• **Work task**
Decide whether each statement agrees with the notes below on communication as processing, answering yes or no and quoting the deciding words of the notes: 1. The notes say that all words are abstractions. 2. The notes say we remember raw experience better than a compressed version of it. 3. The notes say the author has found support for the corollary in the psychological literature.

Modified: March 04, 2022
communication is processing
This page is from my personal notes, and has not been specifically reviewed for public consumption. It might be incomplete, wrong, outdated, or stupid. Caveat lector.Talking and writing are not nearly as much about communication as we think. That's part of it, of course. But a significant portion, often the majority, of the value comes from how speaking or writing a though forces us to clarify it in our own minds.
By speaking something aloud, or writing it down, we are forced to commit to a set of abstractions to with which describe our thoughts or experiences (remember, all words are abstractions). We commit to a linearization: an ordering of concepts, a way to tell the story. And we often commit to a 'take', an opinion or judgement on what happened. When someone asks me 'how was your trip to Japan?', I will tell them where I went, and what I liked, and what I didn't like, even though in most cases my actual experience was much richer than the simple notions of 'like' or 'didn't like'. In the process of explaining I will commit to a compressed representation of the experience: what parts to keep and what to throw away. Since we can't remember raw experience, the compressed version is what will actually get remembered.
A testable prediction of this thesis is that, after reading a paper or book, writing about that paper (or trying to explain it to one) will increase comprehension and retention. life conclusion: any paper (/book) worth reading is worth writing about and/or talking about with someone.
Beyond experiences: there is a similar effect if someone asks you for your opinion on a political subject, or even how your day was at work. In the first case, your response reflects an opportunity to practice articulating and connecting your views. In the second case, you have a chance to surface things that went well, or badly, and think about things you could change.
A corollary of the above is that if we don't communicate our experiences, we may not remember them. This feels very true to me: I wonder if there's support for it in the psychological literature?

• **Data for review**
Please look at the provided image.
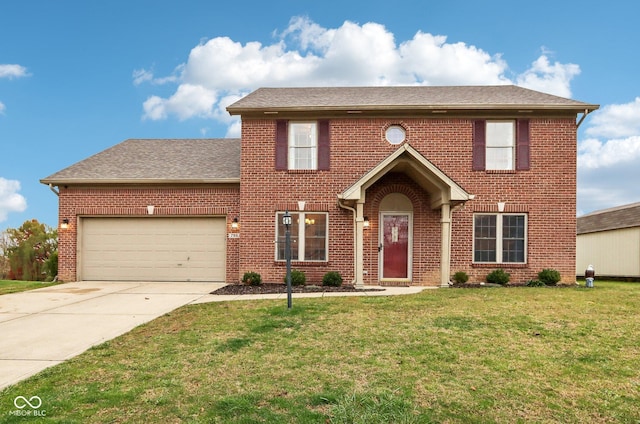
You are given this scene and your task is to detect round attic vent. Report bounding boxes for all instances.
[384,125,407,144]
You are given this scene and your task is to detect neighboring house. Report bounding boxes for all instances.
[42,86,598,285]
[576,203,640,278]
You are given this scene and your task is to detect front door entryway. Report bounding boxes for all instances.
[380,213,410,279]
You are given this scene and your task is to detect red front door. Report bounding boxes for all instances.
[381,215,409,278]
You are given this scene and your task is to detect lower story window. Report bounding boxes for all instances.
[276,212,328,261]
[473,214,527,263]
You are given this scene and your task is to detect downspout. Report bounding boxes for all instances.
[338,198,358,286]
[49,183,60,197]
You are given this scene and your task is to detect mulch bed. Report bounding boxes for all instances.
[449,283,578,289]
[211,283,384,295]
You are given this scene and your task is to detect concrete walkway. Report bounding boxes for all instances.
[0,281,424,390]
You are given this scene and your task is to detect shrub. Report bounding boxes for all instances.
[242,271,262,286]
[284,269,307,286]
[538,268,560,286]
[453,271,469,284]
[487,268,511,286]
[322,271,342,287]
[527,280,546,287]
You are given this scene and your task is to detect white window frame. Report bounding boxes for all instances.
[275,211,329,263]
[485,120,516,171]
[472,213,529,265]
[287,121,318,170]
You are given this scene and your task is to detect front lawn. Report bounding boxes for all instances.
[0,280,60,295]
[0,281,640,424]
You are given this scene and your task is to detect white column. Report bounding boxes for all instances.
[355,201,364,289]
[440,203,451,287]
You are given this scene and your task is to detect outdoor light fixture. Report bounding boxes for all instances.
[282,209,292,309]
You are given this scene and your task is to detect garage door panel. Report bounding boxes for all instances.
[80,217,226,281]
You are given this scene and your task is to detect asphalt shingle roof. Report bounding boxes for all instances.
[578,203,640,234]
[41,138,240,185]
[227,85,598,115]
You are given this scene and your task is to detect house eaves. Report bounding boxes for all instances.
[227,85,599,115]
[41,139,241,186]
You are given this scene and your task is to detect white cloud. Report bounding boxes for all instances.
[0,64,29,112]
[0,64,29,78]
[0,177,27,222]
[143,84,217,120]
[578,98,640,213]
[138,17,580,123]
[578,135,640,168]
[585,97,640,138]
[516,53,580,97]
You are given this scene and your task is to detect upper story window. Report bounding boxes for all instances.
[485,121,516,170]
[275,120,330,171]
[473,119,530,171]
[288,122,318,169]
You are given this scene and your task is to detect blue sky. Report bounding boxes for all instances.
[0,0,640,230]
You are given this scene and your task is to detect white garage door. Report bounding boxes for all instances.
[79,217,226,281]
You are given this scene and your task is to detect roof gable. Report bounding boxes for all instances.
[41,138,240,185]
[227,85,598,115]
[338,143,473,209]
[578,202,640,234]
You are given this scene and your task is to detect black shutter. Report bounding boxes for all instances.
[516,119,531,171]
[472,119,487,171]
[318,120,331,171]
[276,120,289,170]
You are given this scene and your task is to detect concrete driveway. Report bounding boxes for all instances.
[0,281,224,389]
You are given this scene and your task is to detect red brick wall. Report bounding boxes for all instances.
[58,186,240,282]
[239,117,576,284]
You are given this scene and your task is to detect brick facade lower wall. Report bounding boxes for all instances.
[239,117,577,285]
[58,186,240,282]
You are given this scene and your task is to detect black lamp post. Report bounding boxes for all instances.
[282,210,292,309]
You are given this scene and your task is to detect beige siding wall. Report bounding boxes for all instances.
[576,227,640,278]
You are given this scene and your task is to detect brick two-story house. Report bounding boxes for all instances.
[42,86,598,285]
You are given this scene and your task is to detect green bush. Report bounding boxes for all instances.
[242,271,262,286]
[322,271,342,287]
[538,268,560,286]
[487,268,511,286]
[284,269,307,286]
[453,271,469,284]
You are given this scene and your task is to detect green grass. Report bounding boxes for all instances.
[0,280,59,295]
[0,281,640,424]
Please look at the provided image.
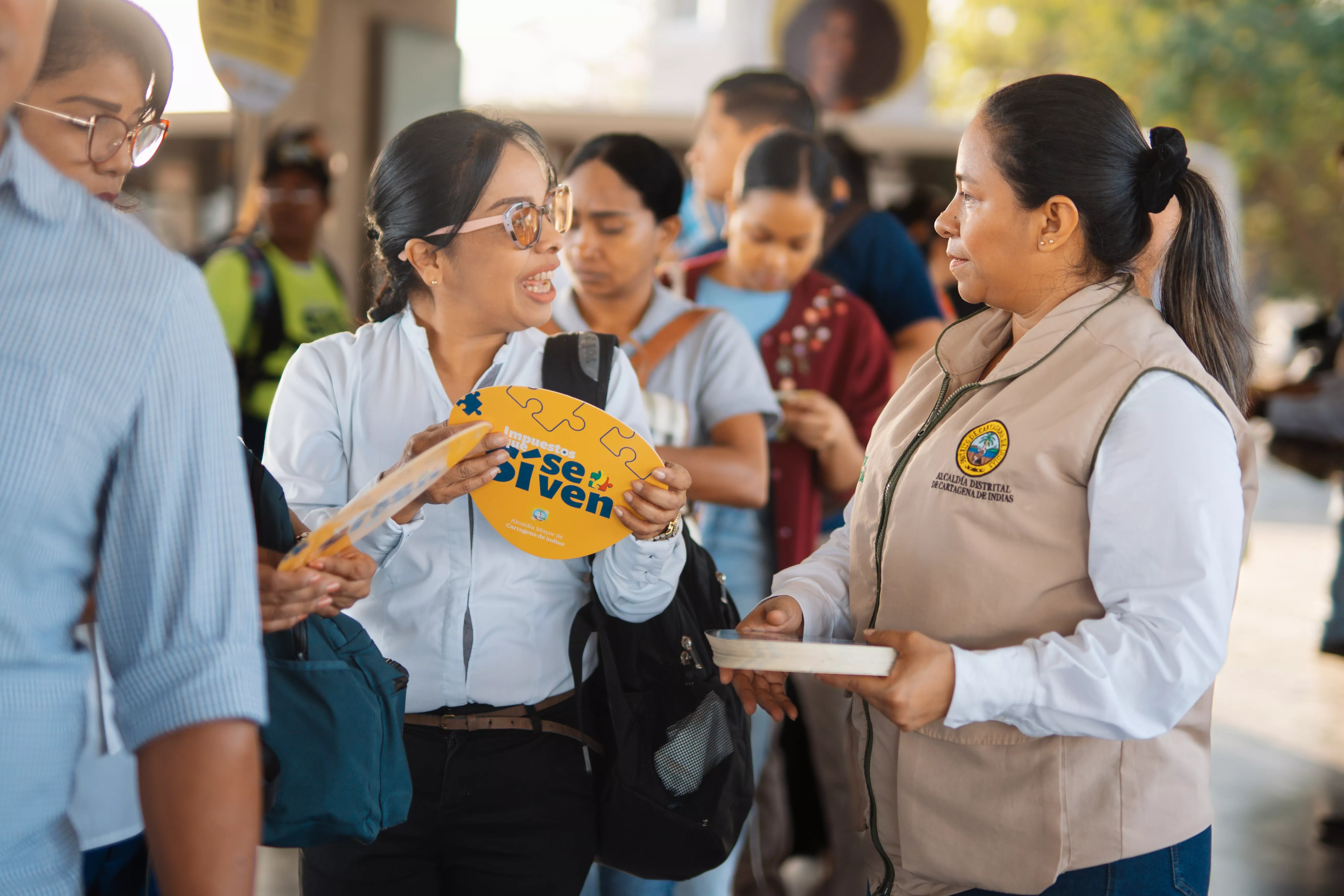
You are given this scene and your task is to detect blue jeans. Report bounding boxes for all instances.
[83,834,159,896]
[962,827,1212,896]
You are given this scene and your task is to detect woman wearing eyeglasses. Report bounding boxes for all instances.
[15,0,172,203]
[15,0,172,896]
[265,110,691,896]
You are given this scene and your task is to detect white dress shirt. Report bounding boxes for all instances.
[265,310,685,712]
[773,371,1244,740]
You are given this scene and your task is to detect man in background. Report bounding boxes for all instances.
[683,71,943,386]
[206,128,351,457]
[0,0,266,896]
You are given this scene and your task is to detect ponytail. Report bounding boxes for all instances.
[980,75,1253,408]
[1161,171,1253,410]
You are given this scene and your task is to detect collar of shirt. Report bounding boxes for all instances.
[551,282,695,352]
[399,305,516,395]
[0,115,85,223]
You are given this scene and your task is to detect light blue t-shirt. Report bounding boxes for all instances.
[0,118,266,896]
[695,275,790,615]
[695,274,790,343]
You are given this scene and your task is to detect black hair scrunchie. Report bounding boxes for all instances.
[1138,128,1190,215]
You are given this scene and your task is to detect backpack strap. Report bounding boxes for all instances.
[630,308,716,388]
[542,332,616,410]
[536,308,718,389]
[238,239,285,402]
[540,333,616,775]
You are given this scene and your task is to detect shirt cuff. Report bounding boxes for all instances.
[355,508,425,566]
[770,591,853,638]
[114,638,267,749]
[611,535,681,584]
[943,645,1040,728]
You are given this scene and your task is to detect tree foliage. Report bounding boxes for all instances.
[930,0,1344,299]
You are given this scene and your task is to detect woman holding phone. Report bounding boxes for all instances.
[735,75,1257,896]
[265,110,691,896]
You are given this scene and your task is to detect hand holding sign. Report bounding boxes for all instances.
[278,423,495,572]
[449,386,691,560]
[383,421,508,525]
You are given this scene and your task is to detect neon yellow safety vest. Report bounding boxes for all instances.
[204,240,354,419]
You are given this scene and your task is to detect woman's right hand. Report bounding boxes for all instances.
[719,594,802,721]
[383,421,508,525]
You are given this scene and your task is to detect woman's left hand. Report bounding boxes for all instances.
[308,547,378,617]
[616,462,691,541]
[817,629,957,731]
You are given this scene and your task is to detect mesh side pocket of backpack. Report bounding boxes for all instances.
[653,690,733,797]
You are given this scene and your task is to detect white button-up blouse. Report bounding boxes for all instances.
[265,310,685,712]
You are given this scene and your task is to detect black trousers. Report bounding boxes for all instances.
[303,700,597,896]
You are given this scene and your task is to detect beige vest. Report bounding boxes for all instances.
[849,277,1257,896]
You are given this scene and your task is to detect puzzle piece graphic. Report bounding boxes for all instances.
[457,392,481,416]
[599,426,644,480]
[504,386,587,433]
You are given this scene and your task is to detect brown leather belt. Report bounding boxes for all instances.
[406,690,602,756]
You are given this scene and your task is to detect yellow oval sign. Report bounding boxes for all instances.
[449,386,663,560]
[957,421,1008,475]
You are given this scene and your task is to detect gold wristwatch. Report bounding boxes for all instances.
[649,510,681,541]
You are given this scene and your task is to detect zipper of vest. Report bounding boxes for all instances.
[863,373,981,896]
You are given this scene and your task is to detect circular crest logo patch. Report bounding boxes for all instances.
[957,421,1008,475]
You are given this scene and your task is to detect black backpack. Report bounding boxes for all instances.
[245,450,411,846]
[542,333,754,880]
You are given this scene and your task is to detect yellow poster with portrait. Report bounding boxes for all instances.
[447,386,664,560]
[199,0,318,114]
[773,0,929,112]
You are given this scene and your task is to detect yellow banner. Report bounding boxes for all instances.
[199,0,320,112]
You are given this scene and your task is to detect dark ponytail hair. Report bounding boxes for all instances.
[364,109,555,324]
[36,0,172,124]
[738,130,837,210]
[980,75,1253,407]
[564,134,685,223]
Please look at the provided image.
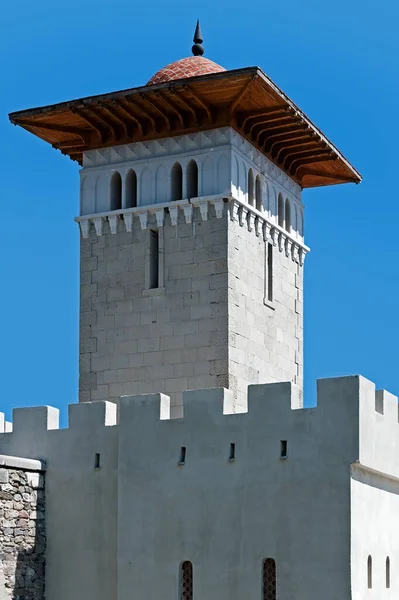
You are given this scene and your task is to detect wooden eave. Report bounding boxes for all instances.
[9,67,361,188]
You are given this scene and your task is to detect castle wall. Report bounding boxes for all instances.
[351,465,399,600]
[0,456,46,600]
[351,379,399,600]
[0,402,118,600]
[0,377,385,600]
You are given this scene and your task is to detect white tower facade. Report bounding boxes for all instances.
[77,127,307,416]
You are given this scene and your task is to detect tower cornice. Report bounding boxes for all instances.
[9,67,361,188]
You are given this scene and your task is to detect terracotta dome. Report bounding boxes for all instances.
[147,56,226,85]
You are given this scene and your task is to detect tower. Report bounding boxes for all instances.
[11,26,360,416]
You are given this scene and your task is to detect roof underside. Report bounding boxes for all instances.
[10,67,361,188]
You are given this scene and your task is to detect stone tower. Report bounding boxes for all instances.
[11,24,360,416]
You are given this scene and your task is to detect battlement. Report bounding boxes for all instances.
[0,376,399,477]
[0,376,399,600]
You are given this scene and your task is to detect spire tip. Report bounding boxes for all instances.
[191,19,204,56]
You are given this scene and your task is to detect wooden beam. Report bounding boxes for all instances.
[270,131,314,160]
[255,115,295,144]
[100,102,130,138]
[51,140,88,150]
[113,98,144,135]
[252,114,292,136]
[237,106,292,129]
[229,75,258,116]
[184,85,215,123]
[155,91,186,129]
[279,140,327,169]
[264,125,309,153]
[297,166,358,183]
[288,150,338,177]
[169,88,199,126]
[129,96,159,133]
[258,123,308,148]
[90,103,119,141]
[70,106,106,143]
[16,119,90,141]
[145,94,172,131]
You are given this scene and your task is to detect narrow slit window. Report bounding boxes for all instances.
[285,198,291,233]
[255,175,263,210]
[149,229,159,289]
[111,171,122,210]
[367,555,373,590]
[262,558,277,600]
[179,446,186,465]
[180,560,193,600]
[126,169,137,208]
[229,444,236,460]
[278,194,284,227]
[280,440,287,458]
[171,163,183,200]
[248,169,255,206]
[265,244,273,302]
[187,160,198,198]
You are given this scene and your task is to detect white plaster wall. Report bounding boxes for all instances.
[0,403,118,600]
[0,377,364,600]
[351,465,399,600]
[81,127,303,234]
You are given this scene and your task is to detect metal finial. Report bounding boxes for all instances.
[191,19,204,56]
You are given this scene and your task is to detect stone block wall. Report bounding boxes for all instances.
[0,457,46,600]
[228,214,303,398]
[80,208,229,410]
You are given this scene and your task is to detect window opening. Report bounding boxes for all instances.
[126,170,137,208]
[263,558,277,600]
[280,440,287,458]
[255,175,262,210]
[278,194,284,227]
[180,560,193,600]
[265,244,273,302]
[187,160,198,198]
[149,229,159,289]
[229,444,236,460]
[285,198,291,233]
[367,555,373,590]
[171,163,183,200]
[248,169,254,206]
[179,446,186,465]
[111,171,122,210]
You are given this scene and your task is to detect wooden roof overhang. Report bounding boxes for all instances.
[9,67,361,188]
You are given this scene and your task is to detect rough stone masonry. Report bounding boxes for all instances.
[0,457,46,600]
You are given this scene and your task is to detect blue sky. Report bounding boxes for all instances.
[0,0,399,420]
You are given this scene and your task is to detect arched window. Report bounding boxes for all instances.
[278,194,284,227]
[170,163,183,200]
[285,198,291,233]
[187,160,198,198]
[126,169,137,208]
[111,171,122,210]
[255,175,263,210]
[248,169,255,206]
[367,555,373,590]
[180,560,193,600]
[262,558,277,600]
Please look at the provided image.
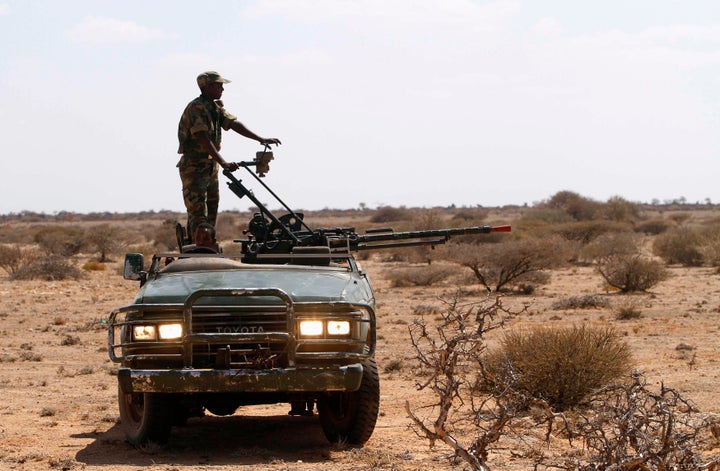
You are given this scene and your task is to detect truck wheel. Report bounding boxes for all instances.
[118,385,172,446]
[318,359,380,445]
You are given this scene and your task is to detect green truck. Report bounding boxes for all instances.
[108,153,510,445]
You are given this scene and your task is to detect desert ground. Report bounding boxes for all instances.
[0,208,720,471]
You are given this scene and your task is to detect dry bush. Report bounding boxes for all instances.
[387,265,455,288]
[450,208,488,226]
[405,295,534,470]
[539,191,602,221]
[82,260,105,271]
[0,244,23,276]
[700,222,720,267]
[478,325,631,411]
[566,372,720,471]
[10,255,83,281]
[520,205,573,225]
[552,220,631,244]
[552,294,610,311]
[580,232,640,262]
[599,196,640,222]
[615,301,642,321]
[33,226,85,257]
[653,227,704,267]
[445,237,572,291]
[635,219,675,235]
[596,254,670,293]
[85,223,129,263]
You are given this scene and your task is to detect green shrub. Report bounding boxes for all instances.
[478,326,631,411]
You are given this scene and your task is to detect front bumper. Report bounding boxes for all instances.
[118,363,363,393]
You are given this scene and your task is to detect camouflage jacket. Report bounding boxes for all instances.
[178,95,237,166]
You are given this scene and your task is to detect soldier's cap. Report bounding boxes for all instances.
[197,70,230,88]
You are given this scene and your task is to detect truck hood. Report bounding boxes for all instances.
[135,260,373,304]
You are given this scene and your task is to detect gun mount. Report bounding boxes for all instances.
[208,148,511,263]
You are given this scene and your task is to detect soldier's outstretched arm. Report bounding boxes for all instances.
[194,131,239,172]
[230,120,282,146]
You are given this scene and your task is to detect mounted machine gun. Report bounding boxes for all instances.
[208,147,511,263]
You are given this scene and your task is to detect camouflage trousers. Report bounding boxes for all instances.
[178,156,220,239]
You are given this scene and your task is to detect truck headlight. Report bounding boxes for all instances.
[158,324,182,340]
[300,321,323,337]
[328,321,350,335]
[133,325,157,341]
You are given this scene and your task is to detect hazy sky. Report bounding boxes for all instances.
[0,0,720,213]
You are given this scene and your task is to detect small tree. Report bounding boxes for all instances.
[447,237,572,291]
[85,223,127,263]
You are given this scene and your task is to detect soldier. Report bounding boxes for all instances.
[177,71,280,242]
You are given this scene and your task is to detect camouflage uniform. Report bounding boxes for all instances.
[177,95,237,238]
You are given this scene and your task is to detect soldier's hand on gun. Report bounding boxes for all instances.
[260,137,282,146]
[220,162,240,172]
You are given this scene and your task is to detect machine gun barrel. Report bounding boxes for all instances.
[352,226,511,250]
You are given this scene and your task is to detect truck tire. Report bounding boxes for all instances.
[118,385,172,446]
[318,358,380,445]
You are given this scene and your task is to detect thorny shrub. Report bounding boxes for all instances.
[478,325,631,411]
[569,372,720,471]
[405,295,720,471]
[405,295,533,470]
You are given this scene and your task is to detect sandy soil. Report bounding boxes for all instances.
[0,261,720,471]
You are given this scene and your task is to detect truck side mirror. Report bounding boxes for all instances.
[123,253,147,284]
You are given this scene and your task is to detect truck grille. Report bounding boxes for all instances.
[192,309,288,369]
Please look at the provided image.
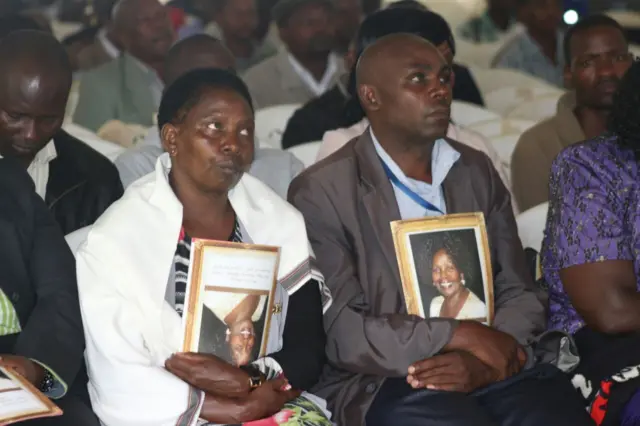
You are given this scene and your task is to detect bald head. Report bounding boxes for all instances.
[0,31,71,165]
[111,0,175,65]
[164,34,235,86]
[356,34,452,144]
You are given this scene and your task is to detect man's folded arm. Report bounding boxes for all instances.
[289,178,456,377]
[13,192,84,392]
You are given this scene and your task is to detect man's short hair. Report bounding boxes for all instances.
[271,0,333,28]
[562,14,627,65]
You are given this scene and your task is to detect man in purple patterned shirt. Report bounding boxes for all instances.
[542,62,640,426]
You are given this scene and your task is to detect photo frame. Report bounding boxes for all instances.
[181,239,280,365]
[0,361,62,426]
[391,212,494,325]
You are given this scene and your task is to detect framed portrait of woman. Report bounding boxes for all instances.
[182,239,280,366]
[391,213,494,325]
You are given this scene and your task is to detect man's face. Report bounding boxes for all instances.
[0,70,71,164]
[280,3,334,56]
[122,0,175,62]
[519,0,562,33]
[364,40,452,140]
[333,0,364,52]
[217,0,258,40]
[565,26,633,109]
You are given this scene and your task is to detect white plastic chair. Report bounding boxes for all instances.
[451,101,502,127]
[287,141,322,167]
[64,226,91,256]
[505,94,562,121]
[516,203,549,252]
[483,86,563,115]
[469,118,537,139]
[469,65,558,96]
[255,104,302,148]
[62,123,125,161]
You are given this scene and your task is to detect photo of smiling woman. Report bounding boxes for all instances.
[409,229,487,322]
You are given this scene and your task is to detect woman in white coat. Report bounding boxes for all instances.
[77,69,331,426]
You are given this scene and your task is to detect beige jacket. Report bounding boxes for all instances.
[289,132,546,426]
[511,92,586,211]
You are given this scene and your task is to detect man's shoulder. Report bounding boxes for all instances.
[54,130,118,181]
[242,54,281,84]
[80,57,124,89]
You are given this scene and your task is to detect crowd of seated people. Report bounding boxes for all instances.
[0,0,640,426]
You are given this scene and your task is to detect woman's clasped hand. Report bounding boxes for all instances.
[165,353,301,423]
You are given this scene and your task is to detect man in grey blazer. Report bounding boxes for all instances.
[242,0,344,109]
[289,34,592,426]
[115,34,304,198]
[73,0,174,131]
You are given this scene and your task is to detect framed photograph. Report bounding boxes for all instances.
[391,213,494,324]
[0,361,62,426]
[182,239,280,366]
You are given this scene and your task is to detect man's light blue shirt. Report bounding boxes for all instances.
[370,130,460,219]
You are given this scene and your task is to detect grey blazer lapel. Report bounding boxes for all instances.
[354,128,401,277]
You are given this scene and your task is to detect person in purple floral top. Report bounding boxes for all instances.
[542,62,640,426]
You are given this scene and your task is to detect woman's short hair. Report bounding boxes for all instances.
[158,68,253,130]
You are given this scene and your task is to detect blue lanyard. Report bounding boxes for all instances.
[381,160,444,214]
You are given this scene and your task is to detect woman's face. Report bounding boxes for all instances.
[227,320,256,365]
[162,88,254,192]
[431,249,464,298]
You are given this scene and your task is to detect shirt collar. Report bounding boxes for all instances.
[0,139,58,167]
[96,28,120,59]
[369,128,460,188]
[31,139,58,164]
[287,53,339,96]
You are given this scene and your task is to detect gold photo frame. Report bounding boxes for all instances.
[182,239,280,365]
[391,213,494,325]
[0,361,62,426]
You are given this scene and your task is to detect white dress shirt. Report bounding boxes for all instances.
[370,130,460,219]
[0,139,58,200]
[289,53,339,96]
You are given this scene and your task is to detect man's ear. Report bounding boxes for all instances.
[358,84,380,111]
[160,123,178,157]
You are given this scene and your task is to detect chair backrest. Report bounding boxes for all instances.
[255,104,302,148]
[287,141,322,167]
[505,94,561,121]
[64,226,91,256]
[484,86,562,115]
[451,101,502,127]
[516,203,549,252]
[468,65,558,96]
[62,123,125,161]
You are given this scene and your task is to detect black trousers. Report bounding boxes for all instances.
[366,365,594,426]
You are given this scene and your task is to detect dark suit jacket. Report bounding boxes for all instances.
[0,159,86,393]
[45,130,123,235]
[289,132,545,426]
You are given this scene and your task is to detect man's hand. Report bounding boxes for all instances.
[165,353,251,398]
[407,351,498,393]
[0,355,44,388]
[247,377,300,421]
[443,321,527,381]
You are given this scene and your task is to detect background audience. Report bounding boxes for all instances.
[0,0,640,426]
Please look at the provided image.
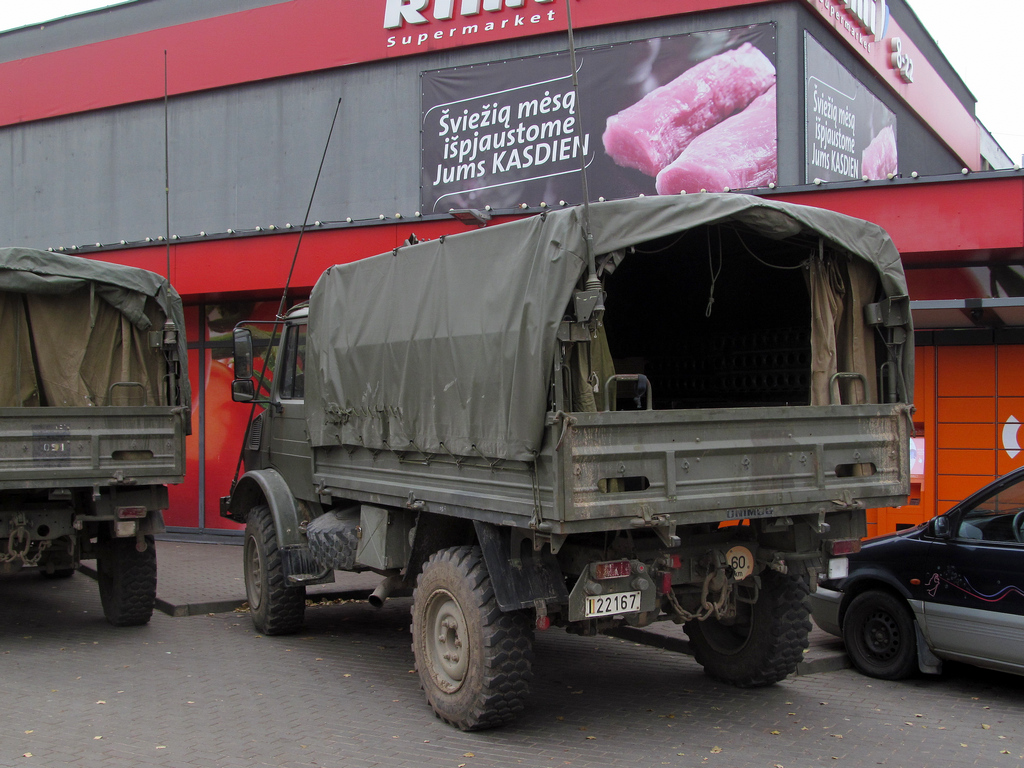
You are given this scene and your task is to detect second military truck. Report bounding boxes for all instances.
[222,195,913,729]
[0,248,191,627]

• **Your response**
1. Yes: "remember, all words are abstractions"
2. No: "Since we can't remember raw experience, the compressed version is what will actually get remembered."
3. No: "I wonder if there's support for it in the psychological literature?"